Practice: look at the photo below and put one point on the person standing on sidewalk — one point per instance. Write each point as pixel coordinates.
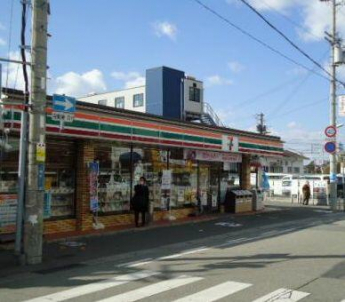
(140, 201)
(306, 193)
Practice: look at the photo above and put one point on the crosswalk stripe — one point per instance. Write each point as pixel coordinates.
(93, 287)
(215, 293)
(197, 250)
(283, 294)
(152, 290)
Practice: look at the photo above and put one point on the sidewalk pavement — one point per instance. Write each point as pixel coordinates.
(69, 252)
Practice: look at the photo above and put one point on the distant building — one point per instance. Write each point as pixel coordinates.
(291, 163)
(168, 92)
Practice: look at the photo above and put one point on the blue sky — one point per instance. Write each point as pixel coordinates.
(106, 44)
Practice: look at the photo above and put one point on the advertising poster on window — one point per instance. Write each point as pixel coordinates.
(203, 197)
(47, 205)
(212, 156)
(166, 180)
(8, 213)
(93, 176)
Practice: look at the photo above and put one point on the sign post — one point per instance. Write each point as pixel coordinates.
(63, 109)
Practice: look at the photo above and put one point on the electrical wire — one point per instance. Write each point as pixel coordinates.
(293, 22)
(266, 93)
(300, 108)
(22, 50)
(9, 41)
(246, 33)
(285, 37)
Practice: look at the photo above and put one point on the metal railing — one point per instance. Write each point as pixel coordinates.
(208, 110)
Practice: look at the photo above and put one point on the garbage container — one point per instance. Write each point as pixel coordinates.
(258, 199)
(238, 201)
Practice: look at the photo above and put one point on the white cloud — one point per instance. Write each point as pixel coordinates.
(165, 28)
(236, 67)
(280, 5)
(130, 79)
(75, 84)
(217, 80)
(297, 71)
(292, 125)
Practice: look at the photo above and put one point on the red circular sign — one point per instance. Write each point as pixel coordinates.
(331, 131)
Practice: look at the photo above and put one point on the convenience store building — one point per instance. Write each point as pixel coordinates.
(125, 145)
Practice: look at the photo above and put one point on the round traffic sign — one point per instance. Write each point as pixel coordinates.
(330, 147)
(331, 131)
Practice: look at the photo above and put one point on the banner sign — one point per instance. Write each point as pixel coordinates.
(166, 180)
(93, 176)
(212, 156)
(341, 100)
(8, 213)
(230, 143)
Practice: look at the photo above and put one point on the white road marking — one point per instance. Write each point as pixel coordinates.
(228, 224)
(152, 289)
(283, 294)
(233, 241)
(198, 250)
(93, 287)
(215, 293)
(135, 263)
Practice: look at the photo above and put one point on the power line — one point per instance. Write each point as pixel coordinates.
(285, 37)
(246, 33)
(293, 22)
(9, 41)
(300, 107)
(268, 92)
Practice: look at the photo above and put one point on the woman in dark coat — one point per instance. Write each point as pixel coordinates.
(140, 201)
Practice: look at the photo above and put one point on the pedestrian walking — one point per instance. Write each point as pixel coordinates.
(140, 201)
(306, 193)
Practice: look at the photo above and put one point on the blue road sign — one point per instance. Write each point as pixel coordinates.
(330, 147)
(62, 103)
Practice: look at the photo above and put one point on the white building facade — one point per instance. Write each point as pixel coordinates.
(290, 163)
(129, 99)
(168, 92)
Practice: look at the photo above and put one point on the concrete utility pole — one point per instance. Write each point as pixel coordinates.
(261, 127)
(33, 228)
(333, 109)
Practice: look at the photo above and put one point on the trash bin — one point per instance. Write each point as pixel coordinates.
(258, 199)
(238, 201)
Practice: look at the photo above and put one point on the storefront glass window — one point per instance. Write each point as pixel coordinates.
(114, 178)
(184, 180)
(8, 184)
(229, 178)
(150, 163)
(60, 179)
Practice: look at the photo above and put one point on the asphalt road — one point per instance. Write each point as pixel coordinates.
(291, 254)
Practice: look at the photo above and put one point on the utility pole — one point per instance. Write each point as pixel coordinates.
(33, 227)
(333, 109)
(261, 127)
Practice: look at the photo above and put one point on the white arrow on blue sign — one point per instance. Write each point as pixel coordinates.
(330, 147)
(62, 103)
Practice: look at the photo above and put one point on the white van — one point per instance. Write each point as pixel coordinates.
(290, 185)
(276, 183)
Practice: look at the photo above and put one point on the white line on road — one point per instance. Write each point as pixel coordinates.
(215, 293)
(152, 289)
(135, 263)
(198, 250)
(283, 294)
(93, 287)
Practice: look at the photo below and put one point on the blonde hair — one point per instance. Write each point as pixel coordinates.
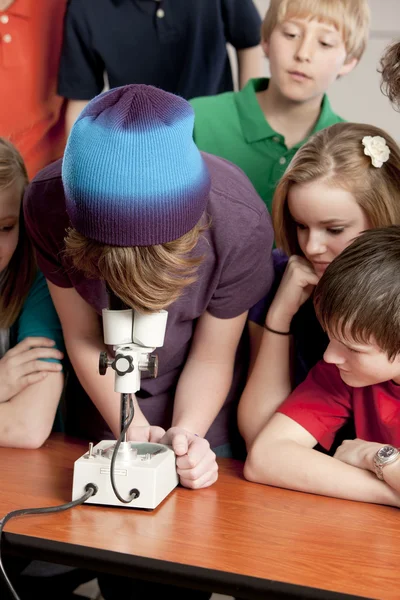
(20, 272)
(145, 278)
(350, 17)
(335, 155)
(390, 71)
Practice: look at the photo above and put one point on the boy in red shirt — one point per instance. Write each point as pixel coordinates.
(357, 301)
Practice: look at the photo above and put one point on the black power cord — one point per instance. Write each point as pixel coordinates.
(90, 490)
(133, 493)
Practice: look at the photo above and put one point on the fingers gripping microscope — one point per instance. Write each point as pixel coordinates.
(133, 474)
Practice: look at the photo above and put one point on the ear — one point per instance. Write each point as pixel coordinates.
(265, 47)
(348, 67)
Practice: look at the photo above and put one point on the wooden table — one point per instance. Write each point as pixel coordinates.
(236, 537)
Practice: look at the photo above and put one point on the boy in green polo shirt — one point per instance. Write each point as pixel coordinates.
(309, 45)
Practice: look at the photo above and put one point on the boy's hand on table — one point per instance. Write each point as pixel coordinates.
(195, 461)
(358, 453)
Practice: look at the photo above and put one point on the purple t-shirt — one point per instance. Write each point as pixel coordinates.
(236, 272)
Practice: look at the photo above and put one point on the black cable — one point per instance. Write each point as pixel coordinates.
(91, 490)
(133, 493)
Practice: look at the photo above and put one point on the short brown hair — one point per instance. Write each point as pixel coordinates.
(350, 17)
(20, 273)
(358, 296)
(145, 278)
(335, 155)
(390, 71)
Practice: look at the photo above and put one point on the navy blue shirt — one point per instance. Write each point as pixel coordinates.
(309, 338)
(177, 45)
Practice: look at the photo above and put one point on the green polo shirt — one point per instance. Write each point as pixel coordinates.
(232, 125)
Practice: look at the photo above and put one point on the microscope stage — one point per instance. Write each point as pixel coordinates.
(143, 466)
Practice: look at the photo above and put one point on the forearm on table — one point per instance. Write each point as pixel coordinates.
(26, 420)
(84, 356)
(287, 464)
(200, 395)
(268, 385)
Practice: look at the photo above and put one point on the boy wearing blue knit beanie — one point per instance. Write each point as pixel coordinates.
(135, 206)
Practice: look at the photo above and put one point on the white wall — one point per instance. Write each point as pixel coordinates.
(357, 97)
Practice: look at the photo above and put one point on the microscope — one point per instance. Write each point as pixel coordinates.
(133, 474)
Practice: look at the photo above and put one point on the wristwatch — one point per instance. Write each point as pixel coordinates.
(385, 456)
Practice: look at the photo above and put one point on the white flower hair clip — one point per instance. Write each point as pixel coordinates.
(377, 148)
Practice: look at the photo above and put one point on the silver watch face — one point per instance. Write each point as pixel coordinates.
(386, 452)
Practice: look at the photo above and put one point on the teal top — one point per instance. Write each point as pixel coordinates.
(38, 318)
(233, 126)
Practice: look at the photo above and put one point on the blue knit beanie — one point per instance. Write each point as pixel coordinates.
(131, 172)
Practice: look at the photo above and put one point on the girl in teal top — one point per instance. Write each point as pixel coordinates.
(31, 378)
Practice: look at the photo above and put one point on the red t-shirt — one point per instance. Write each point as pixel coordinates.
(31, 112)
(323, 403)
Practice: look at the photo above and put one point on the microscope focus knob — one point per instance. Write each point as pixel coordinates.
(152, 366)
(122, 364)
(103, 363)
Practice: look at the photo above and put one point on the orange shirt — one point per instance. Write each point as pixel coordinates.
(31, 113)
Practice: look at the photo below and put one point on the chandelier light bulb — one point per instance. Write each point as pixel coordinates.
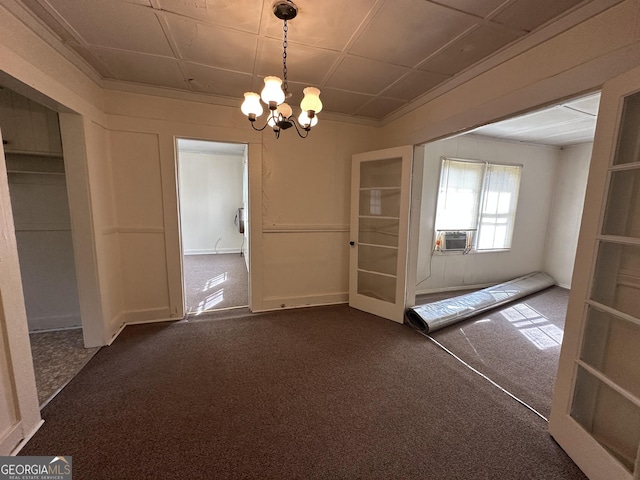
(251, 105)
(311, 100)
(272, 91)
(285, 110)
(307, 122)
(280, 114)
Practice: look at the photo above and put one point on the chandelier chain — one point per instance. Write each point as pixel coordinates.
(285, 84)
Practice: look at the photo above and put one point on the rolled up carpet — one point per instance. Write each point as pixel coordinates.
(433, 316)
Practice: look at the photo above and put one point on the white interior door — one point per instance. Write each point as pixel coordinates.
(380, 197)
(596, 408)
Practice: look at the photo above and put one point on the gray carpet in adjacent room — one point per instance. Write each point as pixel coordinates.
(516, 345)
(327, 392)
(57, 357)
(215, 281)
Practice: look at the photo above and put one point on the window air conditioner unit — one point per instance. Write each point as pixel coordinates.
(454, 241)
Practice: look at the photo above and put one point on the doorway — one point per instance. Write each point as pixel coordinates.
(213, 200)
(37, 184)
(517, 346)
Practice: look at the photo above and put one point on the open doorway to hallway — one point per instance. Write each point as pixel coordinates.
(516, 345)
(213, 199)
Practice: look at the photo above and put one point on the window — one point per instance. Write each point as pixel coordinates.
(477, 200)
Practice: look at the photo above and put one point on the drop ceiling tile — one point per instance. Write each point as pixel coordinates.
(115, 24)
(405, 32)
(327, 23)
(470, 48)
(215, 47)
(304, 64)
(475, 7)
(364, 76)
(339, 101)
(380, 107)
(218, 82)
(589, 104)
(415, 85)
(236, 14)
(140, 68)
(530, 14)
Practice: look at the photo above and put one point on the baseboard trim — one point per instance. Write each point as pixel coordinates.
(58, 322)
(216, 251)
(454, 288)
(26, 439)
(283, 303)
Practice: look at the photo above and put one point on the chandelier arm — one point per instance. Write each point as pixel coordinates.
(295, 124)
(253, 124)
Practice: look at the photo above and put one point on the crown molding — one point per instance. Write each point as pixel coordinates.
(38, 27)
(177, 94)
(537, 37)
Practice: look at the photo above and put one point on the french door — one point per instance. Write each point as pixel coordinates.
(596, 408)
(380, 198)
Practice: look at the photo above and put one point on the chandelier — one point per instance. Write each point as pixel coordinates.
(276, 91)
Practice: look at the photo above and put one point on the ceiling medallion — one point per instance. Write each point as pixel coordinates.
(276, 91)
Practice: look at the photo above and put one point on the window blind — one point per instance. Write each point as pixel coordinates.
(458, 198)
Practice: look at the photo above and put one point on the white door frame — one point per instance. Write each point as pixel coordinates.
(249, 225)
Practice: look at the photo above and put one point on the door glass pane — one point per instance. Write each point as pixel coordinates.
(609, 417)
(628, 149)
(616, 282)
(378, 259)
(612, 346)
(380, 202)
(377, 286)
(379, 231)
(381, 173)
(622, 215)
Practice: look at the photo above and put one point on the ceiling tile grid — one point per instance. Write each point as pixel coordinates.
(368, 57)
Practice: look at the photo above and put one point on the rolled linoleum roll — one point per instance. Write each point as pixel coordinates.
(430, 317)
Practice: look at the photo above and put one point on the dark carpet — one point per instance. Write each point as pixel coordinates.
(314, 393)
(214, 282)
(516, 345)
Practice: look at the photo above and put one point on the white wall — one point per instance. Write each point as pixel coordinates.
(210, 195)
(566, 212)
(454, 270)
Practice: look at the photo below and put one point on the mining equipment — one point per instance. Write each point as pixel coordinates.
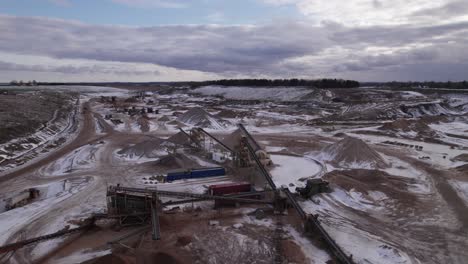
(313, 187)
(21, 198)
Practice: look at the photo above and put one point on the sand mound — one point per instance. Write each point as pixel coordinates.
(406, 125)
(111, 258)
(153, 148)
(365, 181)
(176, 161)
(353, 153)
(463, 168)
(144, 124)
(461, 157)
(227, 113)
(232, 140)
(179, 139)
(200, 118)
(164, 119)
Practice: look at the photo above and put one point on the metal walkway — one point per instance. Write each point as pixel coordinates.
(149, 192)
(313, 223)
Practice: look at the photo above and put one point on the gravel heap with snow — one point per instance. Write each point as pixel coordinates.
(352, 152)
(404, 125)
(254, 93)
(368, 182)
(199, 117)
(179, 139)
(153, 148)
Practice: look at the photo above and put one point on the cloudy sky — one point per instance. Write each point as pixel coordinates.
(174, 40)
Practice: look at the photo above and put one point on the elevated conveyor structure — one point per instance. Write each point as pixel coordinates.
(312, 224)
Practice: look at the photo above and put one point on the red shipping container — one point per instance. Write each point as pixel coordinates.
(229, 188)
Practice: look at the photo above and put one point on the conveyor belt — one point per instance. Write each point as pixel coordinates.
(312, 220)
(215, 139)
(149, 192)
(251, 139)
(155, 218)
(264, 172)
(237, 195)
(294, 203)
(20, 244)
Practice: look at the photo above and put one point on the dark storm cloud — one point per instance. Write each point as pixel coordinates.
(273, 49)
(389, 60)
(71, 69)
(448, 10)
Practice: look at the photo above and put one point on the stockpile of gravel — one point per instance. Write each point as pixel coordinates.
(153, 148)
(199, 117)
(352, 152)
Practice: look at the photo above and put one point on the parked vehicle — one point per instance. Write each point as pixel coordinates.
(194, 173)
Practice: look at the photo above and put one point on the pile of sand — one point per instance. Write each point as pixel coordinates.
(364, 181)
(233, 140)
(406, 125)
(179, 139)
(200, 118)
(352, 152)
(144, 124)
(462, 157)
(227, 113)
(176, 161)
(463, 168)
(164, 119)
(153, 148)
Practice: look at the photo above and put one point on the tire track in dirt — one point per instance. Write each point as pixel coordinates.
(85, 136)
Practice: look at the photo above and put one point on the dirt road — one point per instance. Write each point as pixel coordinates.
(85, 136)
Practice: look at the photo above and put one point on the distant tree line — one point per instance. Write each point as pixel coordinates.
(320, 83)
(21, 83)
(448, 85)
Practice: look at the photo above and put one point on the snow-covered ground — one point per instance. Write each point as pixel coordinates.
(15, 220)
(290, 169)
(461, 188)
(250, 93)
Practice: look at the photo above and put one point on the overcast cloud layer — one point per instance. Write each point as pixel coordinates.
(368, 40)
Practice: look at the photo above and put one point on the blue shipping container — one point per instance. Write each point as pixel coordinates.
(208, 172)
(195, 173)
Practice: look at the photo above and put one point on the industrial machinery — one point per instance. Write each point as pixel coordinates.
(313, 187)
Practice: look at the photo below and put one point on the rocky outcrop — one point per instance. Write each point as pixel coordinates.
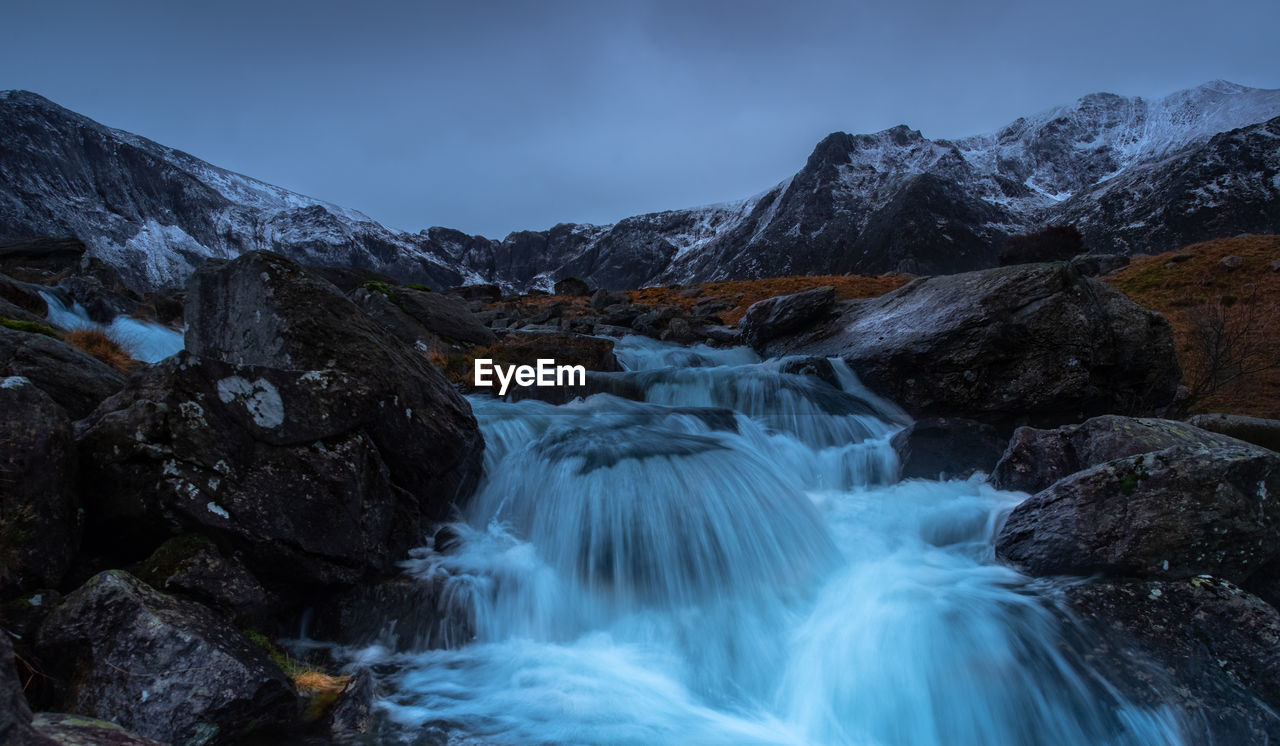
(1256, 430)
(946, 448)
(164, 668)
(264, 310)
(73, 379)
(289, 468)
(421, 319)
(40, 522)
(773, 317)
(192, 567)
(16, 727)
(1036, 344)
(65, 730)
(1037, 458)
(1201, 646)
(1173, 513)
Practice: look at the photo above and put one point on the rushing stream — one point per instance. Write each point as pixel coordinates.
(732, 561)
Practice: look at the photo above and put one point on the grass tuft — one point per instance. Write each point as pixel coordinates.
(104, 347)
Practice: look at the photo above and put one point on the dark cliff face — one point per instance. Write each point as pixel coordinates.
(1133, 175)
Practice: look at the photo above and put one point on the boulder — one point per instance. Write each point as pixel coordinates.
(1173, 513)
(160, 667)
(772, 317)
(16, 727)
(100, 302)
(1037, 458)
(1027, 344)
(946, 448)
(192, 567)
(40, 523)
(572, 287)
(1201, 646)
(67, 730)
(23, 296)
(76, 380)
(302, 474)
(1256, 430)
(1100, 264)
(423, 320)
(265, 310)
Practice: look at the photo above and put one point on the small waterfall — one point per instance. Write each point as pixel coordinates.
(145, 341)
(734, 561)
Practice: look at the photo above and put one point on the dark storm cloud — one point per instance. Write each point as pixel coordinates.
(492, 117)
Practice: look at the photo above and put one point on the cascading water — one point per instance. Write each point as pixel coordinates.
(732, 561)
(145, 341)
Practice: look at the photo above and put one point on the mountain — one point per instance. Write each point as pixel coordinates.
(1134, 175)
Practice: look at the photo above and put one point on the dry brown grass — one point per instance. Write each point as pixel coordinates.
(101, 346)
(1198, 288)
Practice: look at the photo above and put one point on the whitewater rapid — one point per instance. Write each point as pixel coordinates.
(731, 561)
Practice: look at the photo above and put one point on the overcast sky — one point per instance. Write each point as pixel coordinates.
(496, 117)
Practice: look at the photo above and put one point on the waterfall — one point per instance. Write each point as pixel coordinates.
(734, 561)
(145, 341)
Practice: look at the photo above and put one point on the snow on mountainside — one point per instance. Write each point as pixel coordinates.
(1133, 174)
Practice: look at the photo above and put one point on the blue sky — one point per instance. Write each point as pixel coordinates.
(494, 117)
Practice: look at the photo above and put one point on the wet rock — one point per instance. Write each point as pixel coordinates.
(485, 292)
(602, 300)
(1028, 344)
(782, 315)
(40, 523)
(67, 730)
(352, 714)
(1256, 430)
(39, 260)
(423, 320)
(23, 296)
(265, 310)
(16, 727)
(296, 471)
(1092, 265)
(1201, 645)
(73, 379)
(572, 287)
(192, 567)
(160, 667)
(100, 302)
(946, 448)
(818, 367)
(1173, 513)
(1037, 458)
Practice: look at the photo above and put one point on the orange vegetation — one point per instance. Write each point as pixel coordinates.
(1196, 292)
(101, 346)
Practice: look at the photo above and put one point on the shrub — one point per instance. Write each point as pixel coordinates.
(384, 288)
(101, 346)
(28, 326)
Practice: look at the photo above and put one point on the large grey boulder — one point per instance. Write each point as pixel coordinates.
(296, 471)
(1173, 513)
(1028, 344)
(16, 727)
(1201, 646)
(1256, 430)
(40, 523)
(772, 317)
(160, 667)
(73, 379)
(1037, 458)
(264, 310)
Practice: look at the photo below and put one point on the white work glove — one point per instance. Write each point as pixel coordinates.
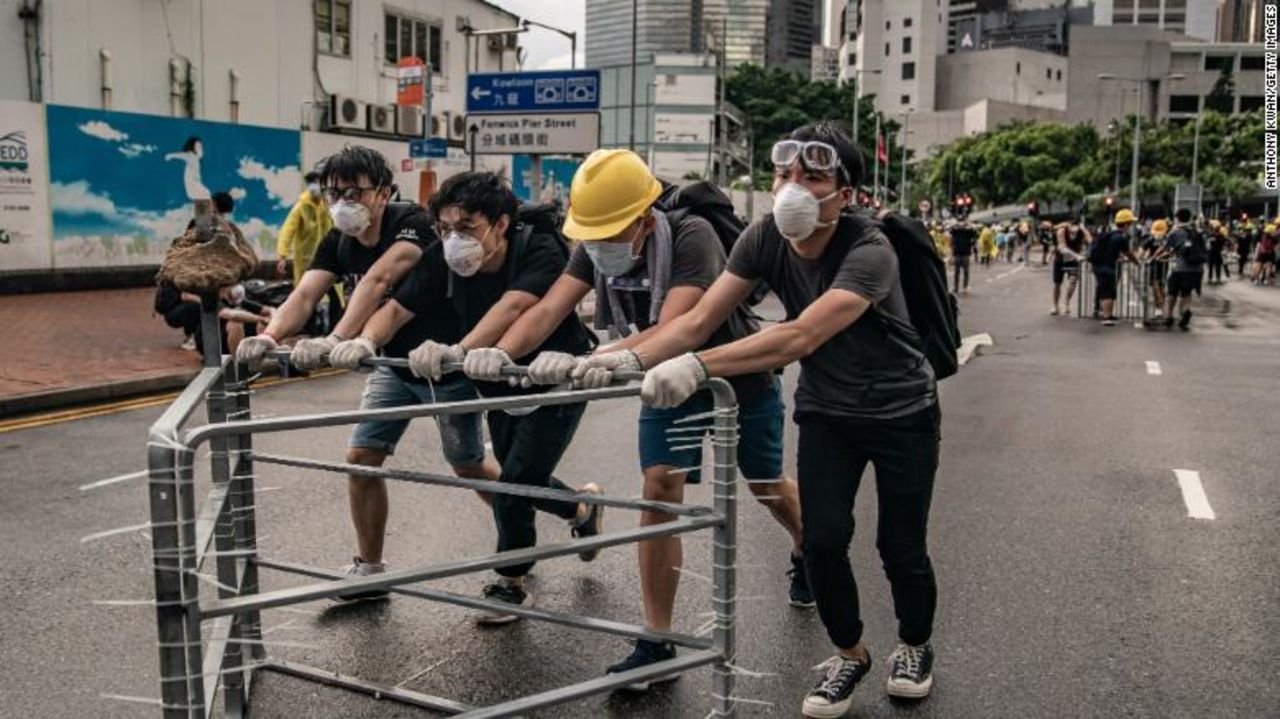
(485, 363)
(673, 381)
(597, 371)
(309, 353)
(428, 360)
(347, 355)
(551, 369)
(252, 351)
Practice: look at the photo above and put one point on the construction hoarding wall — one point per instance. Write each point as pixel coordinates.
(23, 188)
(122, 184)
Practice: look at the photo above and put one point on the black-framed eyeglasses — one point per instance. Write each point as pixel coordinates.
(344, 193)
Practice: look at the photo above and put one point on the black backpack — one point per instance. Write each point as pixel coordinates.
(933, 308)
(709, 202)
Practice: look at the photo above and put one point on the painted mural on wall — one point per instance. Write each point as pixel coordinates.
(557, 177)
(122, 184)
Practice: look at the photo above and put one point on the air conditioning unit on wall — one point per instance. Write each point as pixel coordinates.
(382, 118)
(410, 120)
(347, 113)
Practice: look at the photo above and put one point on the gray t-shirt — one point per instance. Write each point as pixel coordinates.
(867, 370)
(698, 259)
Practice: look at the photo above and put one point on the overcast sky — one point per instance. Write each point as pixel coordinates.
(549, 50)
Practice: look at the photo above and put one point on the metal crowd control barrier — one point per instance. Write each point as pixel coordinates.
(206, 645)
(1134, 301)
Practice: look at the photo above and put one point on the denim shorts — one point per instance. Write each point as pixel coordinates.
(759, 440)
(461, 435)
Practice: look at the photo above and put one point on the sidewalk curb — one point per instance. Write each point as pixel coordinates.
(73, 397)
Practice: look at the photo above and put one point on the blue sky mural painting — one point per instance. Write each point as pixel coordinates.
(122, 184)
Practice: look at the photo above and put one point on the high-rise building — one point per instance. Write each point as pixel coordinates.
(791, 33)
(1193, 18)
(1239, 21)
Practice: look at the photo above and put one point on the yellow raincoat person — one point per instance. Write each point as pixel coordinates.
(306, 225)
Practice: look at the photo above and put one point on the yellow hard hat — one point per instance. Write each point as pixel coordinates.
(609, 191)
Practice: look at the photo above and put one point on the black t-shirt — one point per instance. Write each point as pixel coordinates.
(963, 239)
(424, 292)
(863, 371)
(534, 262)
(696, 259)
(1107, 251)
(348, 260)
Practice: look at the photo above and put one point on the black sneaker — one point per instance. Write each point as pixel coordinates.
(361, 568)
(644, 654)
(831, 696)
(592, 525)
(800, 592)
(910, 672)
(507, 594)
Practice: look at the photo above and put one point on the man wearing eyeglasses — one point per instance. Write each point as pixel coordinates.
(865, 394)
(370, 250)
(649, 266)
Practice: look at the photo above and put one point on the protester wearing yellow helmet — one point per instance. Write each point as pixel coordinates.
(648, 266)
(1105, 256)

Exercise task: Reproduce verbatim the records from the line containing "on the rocky" through the line containing "(1133, 175)", both lines included, and omit the pictures.

Complete response:
Practice: look at the photo below and put one point on the rocky outcrop — one point per instance. Write each point as pixel coordinates.
(1256, 430)
(946, 448)
(164, 668)
(264, 310)
(73, 379)
(289, 468)
(421, 319)
(40, 522)
(773, 317)
(192, 567)
(16, 727)
(1036, 344)
(65, 730)
(1037, 458)
(1201, 646)
(1173, 513)
Practice: look at the photo above and put one point on the rushing stream — one point per instance. Write each point as pixel coordinates.
(732, 561)
Practice: look at the photo above and put one point on the grass tuft — one point per instance. Write each point as pixel coordinates.
(104, 347)
Practice: look at the photo above and put one point on the dark cliff face — one point per instance. Write each point as pixel coordinates.
(1133, 175)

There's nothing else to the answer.